Start of Stored records
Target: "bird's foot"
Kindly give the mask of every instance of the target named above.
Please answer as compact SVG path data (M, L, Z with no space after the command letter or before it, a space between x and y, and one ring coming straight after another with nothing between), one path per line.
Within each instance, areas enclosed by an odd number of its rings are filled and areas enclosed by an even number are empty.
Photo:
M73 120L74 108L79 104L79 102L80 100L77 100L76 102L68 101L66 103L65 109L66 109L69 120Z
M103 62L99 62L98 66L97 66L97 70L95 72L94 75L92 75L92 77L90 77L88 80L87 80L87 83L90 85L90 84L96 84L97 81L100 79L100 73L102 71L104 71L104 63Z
End of Stored records
* Given request: Reproduce every entry above with "mask" replaced by "outline" and everything else left unchanged.

* Solution for this exercise:
Target: "bird's foot"
Kindly give the outline of every instance of the target named above.
Please answer as compact SVG path data (M, L, Z with no space after the command letter or before it, a space between x and y, and one ring coming straight after another with nothing between), one path per line.
Within each instance, areas enclosed by an odd number of its rings are filled and areas enclosed by an even number are empty.
Photo:
M73 120L74 108L79 104L79 102L80 100L77 100L76 102L68 101L66 103L65 109L66 109L69 120Z
M103 62L99 62L98 66L97 66L97 70L95 72L94 75L92 75L92 77L90 77L88 80L87 80L87 83L90 85L90 84L96 84L97 81L100 79L100 73L102 71L104 71L104 63Z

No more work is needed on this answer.